Quoted passage ::

--------------------

The choice now confronting the Iwi Leaders Group is, therefore, a profound one. Either, it will facilitate the National Government’s partial asset sales programme by negotiating some form of tribally-based compensation, or, it will throw its weight behind the Waitangi Tribunal and the Maori Council. The latter course would align them in a politically significant way with the needs and aspirations of non-elite Maori: the beleaguered whanau and hapu who constitute the primary victims of National’s neoliberal policies.

Looking at the large number of Pakeha opposed to asset sales, Maori might then decide to practice a little “divide and rule” of their own.

This essay was originally published in The Press of Tuesday, 7 August 2012.

6 comments:

Kat said...

Excellent commentary Chris, this style of writing is a welcome relief from your Labour Party 'road testing', please keep it up.

Our heritage is predominantly Celtic and Pacific Island blood mix, and we Celts know in our heart of hearts that Maori are a cornerstone of our make up, and who we are, as a nation.

Victor said...

Excellent piece, Chris

Jigsaw said...

The Maori who supported the government in the 19th century often didn't need much 'cajoling'-they were only too happy to settles old scores and tribal differences with the assistance of the government of the day. On the East Coast Roparta was an enthusiatic supporter and tracked Te Kooti with a will. In fact the European soldiers preferred his command to that of the English twit who was nominally in charge. The problem with today's history writing is that is overlaid both with a PC concept and with the need to satisify the $ demands that iwi place on it. Ropata was said by the Waitangi Tribunal to be someone who didn't adhere to the Treaty! How stupid is that as a criticism?

--------------------

Provided data ::
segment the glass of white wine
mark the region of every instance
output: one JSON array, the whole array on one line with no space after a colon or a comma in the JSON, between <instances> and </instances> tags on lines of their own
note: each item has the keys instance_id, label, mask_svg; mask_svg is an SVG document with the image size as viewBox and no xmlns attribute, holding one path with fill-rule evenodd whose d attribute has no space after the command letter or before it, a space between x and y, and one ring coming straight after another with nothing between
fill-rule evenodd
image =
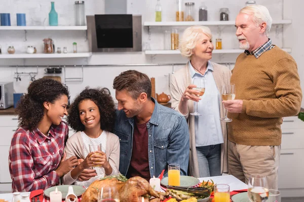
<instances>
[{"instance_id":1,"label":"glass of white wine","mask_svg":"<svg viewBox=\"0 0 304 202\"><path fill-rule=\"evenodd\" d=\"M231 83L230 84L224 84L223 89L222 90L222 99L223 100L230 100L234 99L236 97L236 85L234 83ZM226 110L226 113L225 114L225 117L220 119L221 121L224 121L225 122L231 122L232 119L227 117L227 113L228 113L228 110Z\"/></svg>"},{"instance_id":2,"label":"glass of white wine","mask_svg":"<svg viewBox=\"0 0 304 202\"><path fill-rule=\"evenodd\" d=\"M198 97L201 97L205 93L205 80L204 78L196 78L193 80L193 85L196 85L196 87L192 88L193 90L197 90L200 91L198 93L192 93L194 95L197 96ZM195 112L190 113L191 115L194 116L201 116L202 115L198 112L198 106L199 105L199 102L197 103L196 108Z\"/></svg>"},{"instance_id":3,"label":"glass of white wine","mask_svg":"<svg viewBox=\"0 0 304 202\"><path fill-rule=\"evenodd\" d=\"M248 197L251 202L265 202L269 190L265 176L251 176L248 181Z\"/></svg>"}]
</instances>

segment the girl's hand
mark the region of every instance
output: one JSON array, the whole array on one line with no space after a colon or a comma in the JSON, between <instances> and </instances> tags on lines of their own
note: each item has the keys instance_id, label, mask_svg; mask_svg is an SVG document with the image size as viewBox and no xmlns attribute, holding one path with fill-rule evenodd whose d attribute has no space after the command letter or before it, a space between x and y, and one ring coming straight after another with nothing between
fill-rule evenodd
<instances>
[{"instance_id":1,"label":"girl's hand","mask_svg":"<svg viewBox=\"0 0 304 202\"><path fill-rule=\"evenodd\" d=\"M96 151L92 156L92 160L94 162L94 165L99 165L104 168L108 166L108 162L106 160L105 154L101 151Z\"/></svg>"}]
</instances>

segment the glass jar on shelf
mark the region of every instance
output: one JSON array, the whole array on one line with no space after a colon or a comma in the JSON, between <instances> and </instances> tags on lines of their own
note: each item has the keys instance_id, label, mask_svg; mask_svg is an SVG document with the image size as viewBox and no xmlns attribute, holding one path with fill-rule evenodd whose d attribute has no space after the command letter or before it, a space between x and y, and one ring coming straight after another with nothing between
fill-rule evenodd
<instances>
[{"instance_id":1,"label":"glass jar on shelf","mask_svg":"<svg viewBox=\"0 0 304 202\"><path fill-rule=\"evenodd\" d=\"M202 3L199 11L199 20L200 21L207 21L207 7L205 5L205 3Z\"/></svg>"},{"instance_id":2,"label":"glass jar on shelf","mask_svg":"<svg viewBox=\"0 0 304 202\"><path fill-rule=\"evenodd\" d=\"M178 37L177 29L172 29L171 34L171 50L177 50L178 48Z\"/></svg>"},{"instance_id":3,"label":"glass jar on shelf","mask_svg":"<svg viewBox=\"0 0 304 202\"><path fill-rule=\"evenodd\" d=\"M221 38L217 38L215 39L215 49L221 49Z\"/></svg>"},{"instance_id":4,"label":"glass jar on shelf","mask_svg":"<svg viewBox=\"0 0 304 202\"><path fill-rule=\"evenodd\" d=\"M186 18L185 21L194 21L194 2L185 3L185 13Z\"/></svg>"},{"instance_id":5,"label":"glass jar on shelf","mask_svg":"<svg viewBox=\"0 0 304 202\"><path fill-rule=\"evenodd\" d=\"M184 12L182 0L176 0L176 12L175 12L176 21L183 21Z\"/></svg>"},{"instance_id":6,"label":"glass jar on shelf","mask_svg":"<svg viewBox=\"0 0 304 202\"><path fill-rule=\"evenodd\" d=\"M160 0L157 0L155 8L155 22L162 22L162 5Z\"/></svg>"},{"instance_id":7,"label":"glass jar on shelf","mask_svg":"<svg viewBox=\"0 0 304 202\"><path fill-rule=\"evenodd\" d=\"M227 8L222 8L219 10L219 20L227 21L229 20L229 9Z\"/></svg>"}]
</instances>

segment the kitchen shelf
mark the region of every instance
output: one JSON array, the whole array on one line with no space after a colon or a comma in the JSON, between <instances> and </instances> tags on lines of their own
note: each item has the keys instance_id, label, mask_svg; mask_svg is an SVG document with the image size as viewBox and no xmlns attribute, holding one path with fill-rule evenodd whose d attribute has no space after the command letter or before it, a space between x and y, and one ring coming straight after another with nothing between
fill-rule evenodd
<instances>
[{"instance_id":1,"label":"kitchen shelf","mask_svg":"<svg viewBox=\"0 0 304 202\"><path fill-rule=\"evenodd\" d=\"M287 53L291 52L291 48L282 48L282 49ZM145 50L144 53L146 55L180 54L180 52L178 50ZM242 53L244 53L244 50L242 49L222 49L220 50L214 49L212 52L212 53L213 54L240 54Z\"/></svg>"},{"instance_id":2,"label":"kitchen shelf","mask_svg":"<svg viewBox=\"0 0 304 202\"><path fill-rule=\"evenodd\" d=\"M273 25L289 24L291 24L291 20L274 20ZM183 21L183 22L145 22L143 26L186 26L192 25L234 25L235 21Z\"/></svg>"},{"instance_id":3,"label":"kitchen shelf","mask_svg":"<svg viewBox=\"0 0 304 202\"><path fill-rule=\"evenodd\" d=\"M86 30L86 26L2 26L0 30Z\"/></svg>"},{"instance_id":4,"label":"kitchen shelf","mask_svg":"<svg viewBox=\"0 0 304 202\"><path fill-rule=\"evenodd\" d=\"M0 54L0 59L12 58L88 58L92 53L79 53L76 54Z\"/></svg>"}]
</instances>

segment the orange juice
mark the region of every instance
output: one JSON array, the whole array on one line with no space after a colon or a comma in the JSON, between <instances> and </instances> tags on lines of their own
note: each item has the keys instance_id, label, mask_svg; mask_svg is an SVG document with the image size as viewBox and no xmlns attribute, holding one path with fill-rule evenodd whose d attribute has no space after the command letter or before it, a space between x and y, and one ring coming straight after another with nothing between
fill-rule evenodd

--------------------

Tasks to complete ::
[a] Answer these questions from the asset-sales essay and comments:
(i) In which newspaper was the essay first published, and on what date?
(ii) Behind which two bodies could the Iwi Leaders Group throw its weight instead of helping the asset sales?
(iii) According to Kat, what is "our heritage" predominantly?
[b] For each statement, say whether it agrees with the asset-sales essay and comments. Support each answer with a quotation from the text.
(i) The essay names the beleaguered whanau and hapu as the primary victims of National's neoliberal policies.
(ii) The essay first appeared in print in 2010.
(iii) Kat praises Chris's Labour Party 'road testing'.
[c] Write a continuation of the asset-sales essay and comments, starting after the last line of the text.

Answer section ::
[a]
(i) It was first published in The Press on Tuesday, 7 August 2012.
(ii) The Waitangi Tribunal and the Maori Council.
(iii) A Celtic and Pacific Island blood mix.

[b]
(i) Yes: "the beleaguered whanau and hapu who constitute the primary victims of National’s neoliberal policies."
(ii) No: "This essay was originally published in The Press of Tuesday, 7 August 2012."
(iii) No: "this style of writing is a welcome relief from your Labour Party 'road testing'"

[c]
guerilla surgeon said...

No Jigsaw, the trouble with history today is that it is often written by amateurs with an axe to grind rather than proper historians who know something about the Maori mindset. This whole PC idea is too often thrown around by the ignorant. If PC means doing proper research and not treating Maori as Brown Pakeha then I'm all for it.

Jigsaw said...

James Cowan spoke Maori and spoke to the people who were there at the time. Modern historians dismiss his work as too 'Victorian'-the whole concept of 'proper historians' ie university historians just shows how brainwashed you have become.

jh said...

How can Maori tribalists be socialists, except within their own tribe? By that measure the Koch Brothers are socialists.